Data in this exercise section start

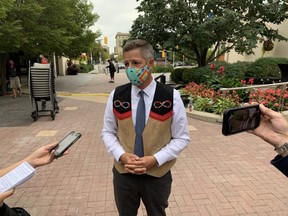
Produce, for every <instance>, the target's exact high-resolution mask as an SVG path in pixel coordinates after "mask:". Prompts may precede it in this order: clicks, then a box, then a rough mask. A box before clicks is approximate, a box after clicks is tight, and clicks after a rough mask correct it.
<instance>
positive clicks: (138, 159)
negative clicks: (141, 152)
mask: <svg viewBox="0 0 288 216" xmlns="http://www.w3.org/2000/svg"><path fill="white" fill-rule="evenodd" d="M120 161H121V162H122V163H123V164H124V167H125V170H126V171H127V172H129V173H132V174H136V175H143V174H146V173H147V171H148V170H149V169H151V168H152V167H153V166H155V165H156V163H157V160H156V158H155V157H154V156H145V157H138V156H137V155H135V154H131V153H124V154H122V155H121V157H120Z"/></svg>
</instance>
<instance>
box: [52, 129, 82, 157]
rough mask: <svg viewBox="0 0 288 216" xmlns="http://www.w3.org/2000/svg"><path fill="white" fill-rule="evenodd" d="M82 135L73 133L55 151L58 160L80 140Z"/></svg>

Data in this exercise section end

Action item ▸ All entries must be output unchanged, with every picture omitted.

Written response ▸
Produce, for every <instance>, the target's exact high-resolution mask as an SVG path in pixel coordinates after "mask:". Prompts may precede it in this order: clicks, then a box, then a rough mask. A box before clicks is approximate, a box after clicks is tight, and clicks after a rough mask correct it.
<instance>
positive clicks: (138, 159)
negative clicks: (141, 152)
mask: <svg viewBox="0 0 288 216" xmlns="http://www.w3.org/2000/svg"><path fill="white" fill-rule="evenodd" d="M120 161H121V162H122V163H123V164H124V167H125V170H126V171H127V172H129V173H132V174H136V175H143V174H146V173H147V171H148V170H149V169H151V168H152V167H153V166H155V165H156V163H157V160H156V158H155V157H154V156H145V157H138V156H137V155H135V154H131V153H124V154H122V155H121V157H120Z"/></svg>
</instance>
<instance>
box: [52, 129, 82, 157]
rough mask: <svg viewBox="0 0 288 216" xmlns="http://www.w3.org/2000/svg"><path fill="white" fill-rule="evenodd" d="M82 135L73 133L55 151L58 160L80 140Z"/></svg>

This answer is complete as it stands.